文档正文:
= = = =

华为云RDS PG postgres_fdw sharding 分库分表的实践
1 测试环境及步骤介绍
1.1 环境信息
在现网购买三台RDS for Postgresql 14版本的实例进行测试,信息如下:
master:192.168.1.212
shard0:shard0, shard1 192.168.1.196
shard2:shard2, shard3 192.168.1.84
已购买的实例位于同一VPC下,且使用同一安全组,配置该安全组互通
1.2 测试步骤简述
1、在master上创建postgres_fdw以及主表(主分区)。应用访问master
2、在shard上创建分区表
3、在master上创建这些分区表的外部表
4、将外部表作为分区attach到主表
5、应用访问master的主表即可。数据自动路由到shard。
支持select, insert, update, delete, join, group, sort等操作,所有操作不受影响,只是某些查询可以push down,某些可能不行。
2 详细测试步骤
2.1 master,创建master库。
create user dtstest with password 'xxxxxx';
grant root to dtstest ;
create database master with owner dtstest;
2.2 远程,创建shard库。
远程实例1
create user dtstest with password 'xxxxxx';
create database shard0 with owner dtstest;
create database shard1 with owner dtstest;
远程实例2
create user dtstest with password 'xxxxxx';
create database shard2 with owner dtstest;
create database shard3 with owner dtstest;
2.3 master,创建fdw插件
使用dtstest用户登录master数据库
select control_extension ('create','postgres_fdw');
2.4 master,创建远程实例server
CREATE SERVER s0 FOREIGN DATA WRAPPER postgres_fdw OPTIONS (host '192.168.1.196', port '5432', dbname 'shard0');
CREATE SERVER s1 FOREIGN DATA WRAPPER postgres_fdw OPTIONS (host '192.168.1.196', port '5432', dbname 'shard1');
CREATE SERVER s2 FOREIGN DATA WRAPPER postgres_fdw OPTIONS (host '192.168.1.84', port '5432', dbname 'shard2');
CREATE SERVER s3 FOREIGN DATA WRAPPER postgres_fdw OPTIONS (host '192.168.1.84', port '5432', dbname 'shard3');
2.5 master,给本地账号(应用程序连接master的数据库账号)配置如何连接远程实例server
CREATE USER MAPPING FOR dtstest SERVER s0 OPTIONS (user ' dtstest', password 'xxx');
CREATE USER MAPPING FOR dtstest SERVER s1 OPTIONS (user 'dtstest', password 'xxx');
CREATE USER MAPPING FOR dtstest SERVER s2 OPTIONS (user 'dtstest', password 'xxx');
CREATE USER MAPPING FOR dtstest SERVER s3 OPTIONS (user 'dtstest', password 'xxx');
2.6 master,创建主表(主分区),如果是多级分区表,则创建好一级分区。

= = = =

任务 1:
将记录中从含有“of the blue”的那一行起、一直到含有“Target: dishwasher handle”的那一行为止的全部内容（首尾两行都包括在内）整理成编号列表，空行不计入。

本题数据:
= = = =

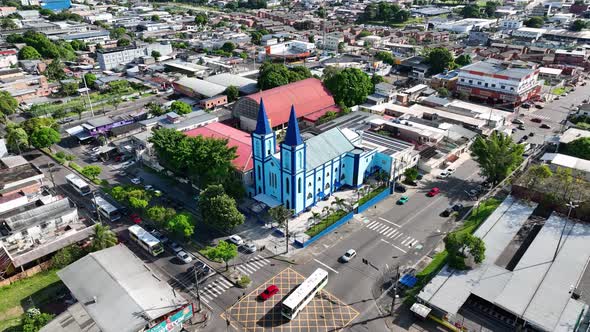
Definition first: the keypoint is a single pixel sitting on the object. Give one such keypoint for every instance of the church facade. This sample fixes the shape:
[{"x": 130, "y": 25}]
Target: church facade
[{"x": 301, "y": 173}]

= = = =

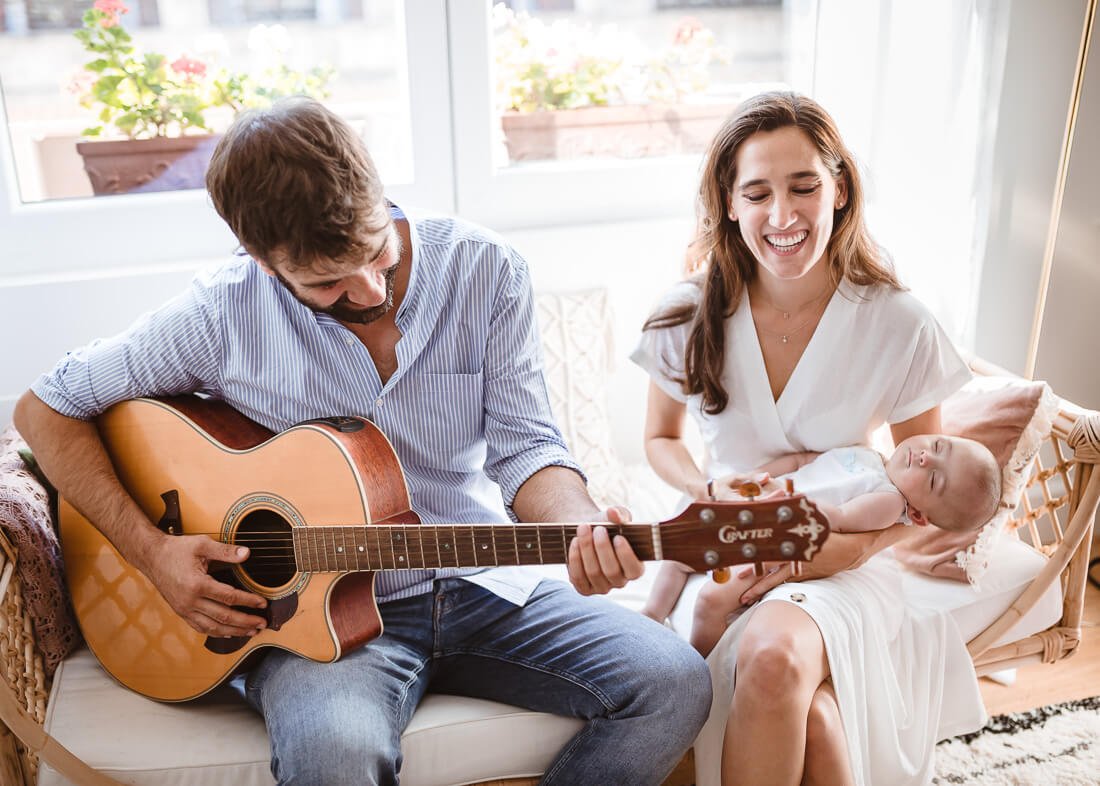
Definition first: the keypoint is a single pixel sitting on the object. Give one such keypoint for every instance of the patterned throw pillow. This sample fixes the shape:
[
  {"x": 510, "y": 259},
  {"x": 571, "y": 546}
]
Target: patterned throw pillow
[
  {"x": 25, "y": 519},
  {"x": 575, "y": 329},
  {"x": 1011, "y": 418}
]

= = = =

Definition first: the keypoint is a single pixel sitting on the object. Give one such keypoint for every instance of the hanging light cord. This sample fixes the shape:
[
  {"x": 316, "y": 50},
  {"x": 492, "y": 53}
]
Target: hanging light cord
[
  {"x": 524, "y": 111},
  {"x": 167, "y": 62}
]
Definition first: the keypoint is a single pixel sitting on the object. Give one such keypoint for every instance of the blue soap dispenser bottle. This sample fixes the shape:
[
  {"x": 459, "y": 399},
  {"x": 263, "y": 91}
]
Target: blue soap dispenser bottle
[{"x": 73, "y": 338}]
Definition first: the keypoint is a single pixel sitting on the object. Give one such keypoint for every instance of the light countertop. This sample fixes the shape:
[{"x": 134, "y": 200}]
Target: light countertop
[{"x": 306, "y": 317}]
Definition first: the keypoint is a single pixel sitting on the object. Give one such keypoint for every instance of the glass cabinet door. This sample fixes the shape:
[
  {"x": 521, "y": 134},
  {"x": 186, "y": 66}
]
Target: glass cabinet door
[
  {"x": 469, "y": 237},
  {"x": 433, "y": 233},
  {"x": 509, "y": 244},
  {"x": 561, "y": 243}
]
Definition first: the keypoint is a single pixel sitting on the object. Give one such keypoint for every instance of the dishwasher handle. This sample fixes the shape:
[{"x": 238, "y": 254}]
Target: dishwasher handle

= = = =

任务 2:
接着关于华为云RDS PG postgres_fdw分库分表实践的这篇文章停下之处，续写其后的下一部分。

参考答案 1:
1. Definition first: the keypoint is a single pixel sitting on the object. Give one such keypoint for every instance of the blue soap dispenser bottle. This sample fixes the shape:
2. [
3.   {"x": 459, "y": 399},
4.   {"x": 263, "y": 91}
5. ]
6. Target: blue soap dispenser bottle
7. [{"x": 73, "y": 338}]
8. Definition first: the keypoint is a single pixel sitting on the object. Give one such keypoint for every instance of the light countertop. This sample fixes the shape:
9. [{"x": 134, "y": 200}]
10. Target: light countertop
11. [{"x": 306, "y": 317}]
12. Definition first: the keypoint is a single pixel sitting on the object. Give one such keypoint for every instance of the glass cabinet door. This sample fixes the shape:
13. [
14.   {"x": 521, "y": 134},
15.   {"x": 186, "y": 66}
16. ]
17. Target: glass cabinet door
18. [
19.   {"x": 469, "y": 237},
20.   {"x": 433, "y": 233},
21.   {"x": 509, "y": 244},
22.   {"x": 561, "y": 243}
23. ]
24. Definition first: the keypoint is a single pixel sitting on the object. Give one such keypoint for every instance of the dishwasher handle. This sample fixes the shape:
25. [{"x": 238, "y": 254}]
26. Target: dishwasher handle

参考答案 2:
create table tbl_user (id int, info text, crt_time timestamp) PARTITION BY hash (id);
create table tbl_log (id int, orderid int8, info text, crt_time timestamp) PARTITION BY hash (id);
tbl_log为两级分区表,第一级是id hash分区,第二级是orderid分区
create table tbl_log0 PARTITION OF tbl_log FOR VALUES WITH ( MODULUS 4, REMAINDER 0) PARTITION BY hash (orderid);
create table tbl_log1 PARTITION OF tbl_log FOR VALUES WITH ( MODULUS 4, REMAINDER 1) PARTITION BY hash (orderid);
create table tbl_log2 PARTITION OF tbl_log FOR VALUES WITH ( MODULUS 4, REMAINDER 2) PARTITION BY hash (orderid);
create table tbl_log3 PARTITION OF tbl_log FOR VALUES WITH ( MODULUS 4, REMAINDER 3) PARTITION BY hash (orderid);
接下来这些表的下一级分区将使用fdw外部表attach上来。
多级分区可以定义在master,也可以下放到远程库进行定义。本例使用的是master定义二级分区。
2.7 远程库,创建数据表
s0,s1,s2,s3
在'shard0,'shard1,'shard2,'shard3
create table tbl_user (id int primary key, info text, crt_time timestamp);
create table tbl_log_0 (id int not null, orderid int8 not null, info text, crt_time timestamp);
create table tbl_log_1 (id int not null, orderid int8 not null, info text, crt_time timestamp);
create table tbl_log_2 (id int not null, orderid int8 not null, info text, crt_time timestamp);
create table tbl_log_3 (id int not null, orderid int8 not null, info text, crt_time timestamp);
2.8 master,创建远程实例的外部表。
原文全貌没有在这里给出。